ENTRIES PROVIDED |
——————
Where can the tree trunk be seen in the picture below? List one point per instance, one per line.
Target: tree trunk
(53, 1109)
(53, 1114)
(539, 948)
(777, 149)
——————
Return every line of the items above as a JSON list of strings, one string per line, with blank lines omitted.

CORRECT ANSWER |
[
  "Where can the tree trunk be seen in the picture below? List one point per instance, one per line.",
  "Target: tree trunk",
  "(53, 1109)",
  "(53, 1114)",
  "(539, 948)",
  "(777, 149)"
]